• TEXT TO READ:

********************

# A fish that makes you look closer...at the aquascape



## nonamethefish (Feb 25, 2004)

If you guys have some funny looks at my title, let me explain.


Looking at a planted tank as a whole is quite beautiful, with the fish swimming around, but when you zoom in, its just the plants, with no little rewards. I've been thinking about using some kind of fish that does provide this, as in fry. That way, if you observe the foreground closely, you may be lucky enough to spot a few baby whatever foraging through it.


I've been thinking about either using WC mollies along with topminnows, or X. montezumae, preferably the ivory form, esp. cause the price seems to be dropping to my range now(hey, you don't got that much to spend at 14 do you?).

Does anyone have any suggestions or has done something like this before? Perhaps the use of small shrimp and crustaceans would too and...


----------



## niko (Jan 28, 2004)

Heterandria formosa, tiny livebearer with rather boring coloration, but may work good for yout tank. Size of the male is no more than 1/4 in., females are about 1/2 inch.

The fish' mouth is so small that they can't even eat their new born babies so you may have them reproduce quite quickly. For some reason I could never get them to have fry.

Heterandria formosa pix

A good example of the fish size

--Nikolay


----------



## IUnknown (Feb 24, 2004)

Niko, these fish sound interesting and I have seen them recommended before. Any other info? How do they school? Do they hide or are they fearless? Are they easy to obtain from a LFS? They sound like they look like having fry in a fish tank because of there small size.
Thanks,
Greg


----------



## bms (Feb 19, 2004)

I keep guppies on my planted aquarium. Guppies reproduce fairly easily (they are livebearers) and if you have enough plants fry will be able to hide and eat without being attacked by adult guppies.

They do not school, they do however have an intersting mating ritual on which males show off their vibrant colors.

They are hardy and will tolerate relatively big changes in the conditions of the water (ph, temperature, etc.)

I have looked around and have yet to find aquascapers recommend guppies for planted tanks, I am not sure why? My guess is that they are small fish and do not school.

********************

[Object pointing data rows]
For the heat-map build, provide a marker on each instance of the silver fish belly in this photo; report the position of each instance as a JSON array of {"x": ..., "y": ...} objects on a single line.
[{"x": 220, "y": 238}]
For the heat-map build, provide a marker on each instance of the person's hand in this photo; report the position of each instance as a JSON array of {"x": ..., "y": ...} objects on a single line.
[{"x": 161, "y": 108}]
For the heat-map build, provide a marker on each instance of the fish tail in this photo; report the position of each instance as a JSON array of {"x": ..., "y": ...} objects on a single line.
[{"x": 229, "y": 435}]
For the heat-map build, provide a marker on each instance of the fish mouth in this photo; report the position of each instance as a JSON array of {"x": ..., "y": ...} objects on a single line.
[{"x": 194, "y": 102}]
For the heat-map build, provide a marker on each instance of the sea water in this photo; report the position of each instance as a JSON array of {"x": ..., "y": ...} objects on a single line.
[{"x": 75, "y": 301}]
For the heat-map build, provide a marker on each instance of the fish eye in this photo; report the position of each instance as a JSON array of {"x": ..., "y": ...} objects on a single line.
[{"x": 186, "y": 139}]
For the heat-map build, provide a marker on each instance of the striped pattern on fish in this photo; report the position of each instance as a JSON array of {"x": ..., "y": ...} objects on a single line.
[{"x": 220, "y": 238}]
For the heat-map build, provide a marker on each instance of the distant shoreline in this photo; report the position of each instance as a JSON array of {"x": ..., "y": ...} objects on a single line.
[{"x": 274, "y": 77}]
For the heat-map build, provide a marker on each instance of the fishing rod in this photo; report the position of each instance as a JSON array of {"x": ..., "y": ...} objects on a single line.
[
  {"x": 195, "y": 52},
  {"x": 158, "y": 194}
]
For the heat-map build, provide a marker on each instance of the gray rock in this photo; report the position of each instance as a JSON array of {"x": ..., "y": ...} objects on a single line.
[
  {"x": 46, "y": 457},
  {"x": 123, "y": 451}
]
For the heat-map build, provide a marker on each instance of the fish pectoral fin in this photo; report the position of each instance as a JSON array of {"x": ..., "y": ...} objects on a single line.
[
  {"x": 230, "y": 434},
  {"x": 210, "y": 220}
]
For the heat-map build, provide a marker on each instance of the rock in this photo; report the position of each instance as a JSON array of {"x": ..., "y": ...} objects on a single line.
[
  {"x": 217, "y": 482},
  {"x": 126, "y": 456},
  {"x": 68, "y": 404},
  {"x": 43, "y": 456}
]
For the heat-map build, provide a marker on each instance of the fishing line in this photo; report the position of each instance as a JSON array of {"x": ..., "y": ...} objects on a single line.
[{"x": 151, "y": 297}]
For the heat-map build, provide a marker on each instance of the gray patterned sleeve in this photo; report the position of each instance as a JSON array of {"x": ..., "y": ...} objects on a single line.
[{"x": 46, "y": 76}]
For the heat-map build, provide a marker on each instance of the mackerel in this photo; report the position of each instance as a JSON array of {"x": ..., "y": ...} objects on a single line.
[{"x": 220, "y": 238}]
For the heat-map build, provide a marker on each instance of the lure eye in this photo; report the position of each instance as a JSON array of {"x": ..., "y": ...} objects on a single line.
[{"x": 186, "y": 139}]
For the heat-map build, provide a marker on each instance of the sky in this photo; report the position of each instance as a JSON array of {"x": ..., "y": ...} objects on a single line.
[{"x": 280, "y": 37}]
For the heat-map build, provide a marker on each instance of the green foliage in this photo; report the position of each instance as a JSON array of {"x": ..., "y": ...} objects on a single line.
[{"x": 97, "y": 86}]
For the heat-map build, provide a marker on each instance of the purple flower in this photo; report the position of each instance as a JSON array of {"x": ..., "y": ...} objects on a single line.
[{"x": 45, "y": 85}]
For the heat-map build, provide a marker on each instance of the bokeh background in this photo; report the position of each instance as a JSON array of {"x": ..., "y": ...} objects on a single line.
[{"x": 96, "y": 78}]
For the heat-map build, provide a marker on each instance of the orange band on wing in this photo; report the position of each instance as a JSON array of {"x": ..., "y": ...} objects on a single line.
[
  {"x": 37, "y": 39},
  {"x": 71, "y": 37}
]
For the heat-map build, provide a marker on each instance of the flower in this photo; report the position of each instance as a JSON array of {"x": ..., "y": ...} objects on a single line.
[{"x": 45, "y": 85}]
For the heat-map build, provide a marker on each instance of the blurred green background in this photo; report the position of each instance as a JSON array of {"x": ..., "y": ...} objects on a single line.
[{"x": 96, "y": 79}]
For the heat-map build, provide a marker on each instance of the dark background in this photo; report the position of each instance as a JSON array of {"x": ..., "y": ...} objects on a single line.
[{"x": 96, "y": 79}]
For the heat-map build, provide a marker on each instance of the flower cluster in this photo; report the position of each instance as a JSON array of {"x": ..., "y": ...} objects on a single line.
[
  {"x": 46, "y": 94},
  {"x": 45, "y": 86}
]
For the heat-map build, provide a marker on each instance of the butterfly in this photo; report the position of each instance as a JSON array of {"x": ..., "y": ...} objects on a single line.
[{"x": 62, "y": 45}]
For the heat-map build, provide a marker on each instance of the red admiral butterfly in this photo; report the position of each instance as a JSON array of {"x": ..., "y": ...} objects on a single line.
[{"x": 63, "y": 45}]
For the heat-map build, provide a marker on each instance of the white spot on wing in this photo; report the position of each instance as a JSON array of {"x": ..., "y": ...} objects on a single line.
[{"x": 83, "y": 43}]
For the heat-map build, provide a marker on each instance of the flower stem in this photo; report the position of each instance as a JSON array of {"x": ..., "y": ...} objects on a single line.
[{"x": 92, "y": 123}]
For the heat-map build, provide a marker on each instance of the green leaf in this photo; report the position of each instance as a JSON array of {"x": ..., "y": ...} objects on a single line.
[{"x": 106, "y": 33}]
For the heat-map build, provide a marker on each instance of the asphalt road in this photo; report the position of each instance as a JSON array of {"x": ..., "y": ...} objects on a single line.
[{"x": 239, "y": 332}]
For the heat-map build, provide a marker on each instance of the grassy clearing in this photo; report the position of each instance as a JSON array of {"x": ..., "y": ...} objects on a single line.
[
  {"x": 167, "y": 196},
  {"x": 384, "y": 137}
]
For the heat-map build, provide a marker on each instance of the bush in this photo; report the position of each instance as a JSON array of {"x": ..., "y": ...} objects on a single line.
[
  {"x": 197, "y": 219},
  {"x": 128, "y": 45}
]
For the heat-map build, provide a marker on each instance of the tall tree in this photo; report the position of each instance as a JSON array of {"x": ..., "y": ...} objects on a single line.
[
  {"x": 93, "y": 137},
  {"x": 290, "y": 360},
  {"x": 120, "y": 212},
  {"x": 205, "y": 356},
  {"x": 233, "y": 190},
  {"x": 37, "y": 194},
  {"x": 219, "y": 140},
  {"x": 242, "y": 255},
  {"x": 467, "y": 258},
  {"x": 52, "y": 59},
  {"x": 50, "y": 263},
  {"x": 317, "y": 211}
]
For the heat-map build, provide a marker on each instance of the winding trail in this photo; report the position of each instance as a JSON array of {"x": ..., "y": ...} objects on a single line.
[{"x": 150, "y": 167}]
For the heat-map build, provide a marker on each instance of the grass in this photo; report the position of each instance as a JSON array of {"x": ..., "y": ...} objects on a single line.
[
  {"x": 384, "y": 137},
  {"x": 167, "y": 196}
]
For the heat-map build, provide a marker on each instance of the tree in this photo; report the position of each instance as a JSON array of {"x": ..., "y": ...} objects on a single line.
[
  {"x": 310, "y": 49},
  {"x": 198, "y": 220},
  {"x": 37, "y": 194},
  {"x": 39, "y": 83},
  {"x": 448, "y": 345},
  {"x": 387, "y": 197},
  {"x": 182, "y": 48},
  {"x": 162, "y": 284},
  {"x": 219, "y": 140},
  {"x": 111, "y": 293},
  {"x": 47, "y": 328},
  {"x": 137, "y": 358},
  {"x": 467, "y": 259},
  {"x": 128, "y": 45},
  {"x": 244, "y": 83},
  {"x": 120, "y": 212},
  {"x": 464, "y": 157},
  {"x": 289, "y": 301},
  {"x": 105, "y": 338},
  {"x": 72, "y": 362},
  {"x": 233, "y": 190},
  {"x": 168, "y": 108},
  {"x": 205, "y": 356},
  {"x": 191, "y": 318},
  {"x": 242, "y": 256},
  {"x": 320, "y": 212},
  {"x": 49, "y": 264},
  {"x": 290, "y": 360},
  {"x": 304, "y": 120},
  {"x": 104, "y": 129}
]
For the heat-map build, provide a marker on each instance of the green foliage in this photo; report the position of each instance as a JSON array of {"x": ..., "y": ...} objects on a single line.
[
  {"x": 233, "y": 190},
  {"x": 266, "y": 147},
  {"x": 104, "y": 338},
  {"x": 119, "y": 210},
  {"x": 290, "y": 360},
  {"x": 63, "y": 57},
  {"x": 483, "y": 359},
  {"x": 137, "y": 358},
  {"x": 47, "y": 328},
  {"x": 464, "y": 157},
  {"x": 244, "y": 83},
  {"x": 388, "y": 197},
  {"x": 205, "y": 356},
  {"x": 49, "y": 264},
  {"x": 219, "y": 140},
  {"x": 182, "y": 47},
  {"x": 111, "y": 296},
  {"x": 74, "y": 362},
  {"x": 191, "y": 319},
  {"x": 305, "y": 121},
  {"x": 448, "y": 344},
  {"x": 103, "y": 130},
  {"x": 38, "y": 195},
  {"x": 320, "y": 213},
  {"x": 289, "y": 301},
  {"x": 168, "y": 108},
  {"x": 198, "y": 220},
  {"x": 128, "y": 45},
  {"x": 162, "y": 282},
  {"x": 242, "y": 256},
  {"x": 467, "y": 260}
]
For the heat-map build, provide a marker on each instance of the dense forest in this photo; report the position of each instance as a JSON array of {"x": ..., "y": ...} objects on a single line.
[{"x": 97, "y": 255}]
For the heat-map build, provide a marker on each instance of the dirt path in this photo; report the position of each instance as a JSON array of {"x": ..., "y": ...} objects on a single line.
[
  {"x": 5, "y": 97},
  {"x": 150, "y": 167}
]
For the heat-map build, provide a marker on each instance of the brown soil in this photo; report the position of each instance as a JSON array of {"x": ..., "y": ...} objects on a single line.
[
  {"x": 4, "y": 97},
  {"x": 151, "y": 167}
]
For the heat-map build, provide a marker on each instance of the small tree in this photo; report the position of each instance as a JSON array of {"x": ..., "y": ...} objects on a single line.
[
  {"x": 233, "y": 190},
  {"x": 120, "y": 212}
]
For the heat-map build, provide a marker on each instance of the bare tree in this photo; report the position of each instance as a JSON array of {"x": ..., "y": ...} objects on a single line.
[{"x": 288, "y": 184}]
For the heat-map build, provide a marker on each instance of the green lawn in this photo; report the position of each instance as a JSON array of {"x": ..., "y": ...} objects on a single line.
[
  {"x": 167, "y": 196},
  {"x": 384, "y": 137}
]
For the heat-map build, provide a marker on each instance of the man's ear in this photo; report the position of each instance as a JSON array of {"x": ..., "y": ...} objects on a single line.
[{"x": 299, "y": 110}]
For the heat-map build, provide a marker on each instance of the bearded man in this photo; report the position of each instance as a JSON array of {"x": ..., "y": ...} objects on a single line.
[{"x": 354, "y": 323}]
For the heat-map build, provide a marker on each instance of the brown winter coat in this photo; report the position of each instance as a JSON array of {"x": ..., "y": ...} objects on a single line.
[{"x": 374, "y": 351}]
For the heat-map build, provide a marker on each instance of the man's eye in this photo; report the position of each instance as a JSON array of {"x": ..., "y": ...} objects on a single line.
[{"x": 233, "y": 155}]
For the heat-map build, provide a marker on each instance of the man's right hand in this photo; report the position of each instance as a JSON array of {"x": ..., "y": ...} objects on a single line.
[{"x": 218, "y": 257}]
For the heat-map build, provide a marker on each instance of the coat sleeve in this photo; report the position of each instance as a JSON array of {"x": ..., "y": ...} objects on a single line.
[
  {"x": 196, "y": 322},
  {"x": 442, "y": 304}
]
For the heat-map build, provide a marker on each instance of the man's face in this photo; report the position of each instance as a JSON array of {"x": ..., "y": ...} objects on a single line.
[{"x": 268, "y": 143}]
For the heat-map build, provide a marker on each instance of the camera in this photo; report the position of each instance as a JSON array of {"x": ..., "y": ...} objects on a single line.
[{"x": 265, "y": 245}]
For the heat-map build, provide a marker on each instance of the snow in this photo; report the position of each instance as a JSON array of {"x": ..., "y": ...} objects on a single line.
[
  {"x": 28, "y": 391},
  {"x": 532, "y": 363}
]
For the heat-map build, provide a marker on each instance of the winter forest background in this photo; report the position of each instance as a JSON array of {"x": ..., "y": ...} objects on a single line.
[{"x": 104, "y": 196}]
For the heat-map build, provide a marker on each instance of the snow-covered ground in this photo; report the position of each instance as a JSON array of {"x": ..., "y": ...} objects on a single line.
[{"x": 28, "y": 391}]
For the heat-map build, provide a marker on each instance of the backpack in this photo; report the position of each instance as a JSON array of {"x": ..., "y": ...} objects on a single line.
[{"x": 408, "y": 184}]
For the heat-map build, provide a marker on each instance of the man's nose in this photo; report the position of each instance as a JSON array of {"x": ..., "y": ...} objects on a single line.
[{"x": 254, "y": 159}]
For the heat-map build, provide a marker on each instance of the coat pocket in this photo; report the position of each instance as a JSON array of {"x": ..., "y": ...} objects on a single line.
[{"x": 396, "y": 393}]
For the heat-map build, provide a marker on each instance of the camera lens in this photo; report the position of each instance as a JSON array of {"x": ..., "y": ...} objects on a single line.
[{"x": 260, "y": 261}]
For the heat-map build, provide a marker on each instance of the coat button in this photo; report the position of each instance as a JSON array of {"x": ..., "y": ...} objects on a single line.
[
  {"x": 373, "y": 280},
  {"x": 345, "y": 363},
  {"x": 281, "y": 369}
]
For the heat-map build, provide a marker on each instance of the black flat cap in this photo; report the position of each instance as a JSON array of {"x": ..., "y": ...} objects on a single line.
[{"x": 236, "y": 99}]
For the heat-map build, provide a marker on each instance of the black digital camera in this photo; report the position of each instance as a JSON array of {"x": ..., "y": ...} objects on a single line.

********************

• PROBLEM DETAILS: Change "boring" to "dull" in the part of the fish forum thread that begins at the words "Does anyone have" and stops after "to have fry.", and give that part again with the change made.

• RESULT FOR THIS EXERCISE:
Does anyone have any suggestions or has done something like this before? Perhaps the use of small shrimp and crustaceans would too and...


----------



## niko (Jan 28, 2004)

Heterandria formosa, tiny livebearer with rather dull coloration, but may work good for yout tank. Size of the male is no more than 1/4 in., females are about 1/2 inch.

The fish' mouth is so small that they can't even eat their new born babies so you may have them reproduce quite quickly. For some reason I could never get them to have fry.